**Exercise instructions:** All lines from the one containing "[[568, 393]]" to the end of the data below are to be returned exactly, both ends included, with nothing added.

**Given records:**
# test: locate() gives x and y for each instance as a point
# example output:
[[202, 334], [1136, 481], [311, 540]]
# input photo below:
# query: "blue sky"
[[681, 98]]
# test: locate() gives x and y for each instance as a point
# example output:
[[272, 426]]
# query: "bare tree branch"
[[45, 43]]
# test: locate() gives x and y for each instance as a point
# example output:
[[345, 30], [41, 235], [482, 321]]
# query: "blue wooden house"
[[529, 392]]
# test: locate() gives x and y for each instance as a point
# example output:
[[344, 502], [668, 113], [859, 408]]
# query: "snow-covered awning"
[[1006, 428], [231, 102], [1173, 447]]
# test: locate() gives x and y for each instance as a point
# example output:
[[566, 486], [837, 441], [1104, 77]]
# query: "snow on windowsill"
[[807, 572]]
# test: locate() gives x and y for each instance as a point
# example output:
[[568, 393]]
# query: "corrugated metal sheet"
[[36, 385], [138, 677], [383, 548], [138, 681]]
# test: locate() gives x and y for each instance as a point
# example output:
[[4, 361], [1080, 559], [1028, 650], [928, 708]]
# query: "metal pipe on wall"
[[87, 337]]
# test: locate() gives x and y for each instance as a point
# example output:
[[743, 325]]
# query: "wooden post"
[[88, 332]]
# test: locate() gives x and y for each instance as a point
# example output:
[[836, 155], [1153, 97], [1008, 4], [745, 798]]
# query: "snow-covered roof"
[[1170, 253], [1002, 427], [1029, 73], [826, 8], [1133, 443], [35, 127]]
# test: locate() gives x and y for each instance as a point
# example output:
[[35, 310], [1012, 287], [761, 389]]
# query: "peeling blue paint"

**Reply to the task:**
[[568, 393]]
# query: "corrugated metal sheet"
[[36, 385], [138, 677], [383, 548], [138, 681]]
# test: locate() gives x and y for each instance as a point
# example output:
[[4, 361], [1080, 559], [1028, 650], [928, 708]]
# query: "metal pipe on wall"
[[87, 337]]
# test: locate() gives x and y for each instance as a point
# example output:
[[743, 325]]
# query: "wooden post"
[[88, 332]]
# test: locate() gives x and y for each instance as a point
# example output:
[[836, 155], [1153, 97], [1008, 4], [745, 798]]
# query: "snow-covered roof"
[[1170, 253], [1002, 427], [1029, 73], [826, 8], [1133, 443], [35, 127]]
# test: locate() gives x and y for each instance as a point
# example output:
[[35, 310], [1012, 287], [761, 389]]
# query: "peeling blue paint"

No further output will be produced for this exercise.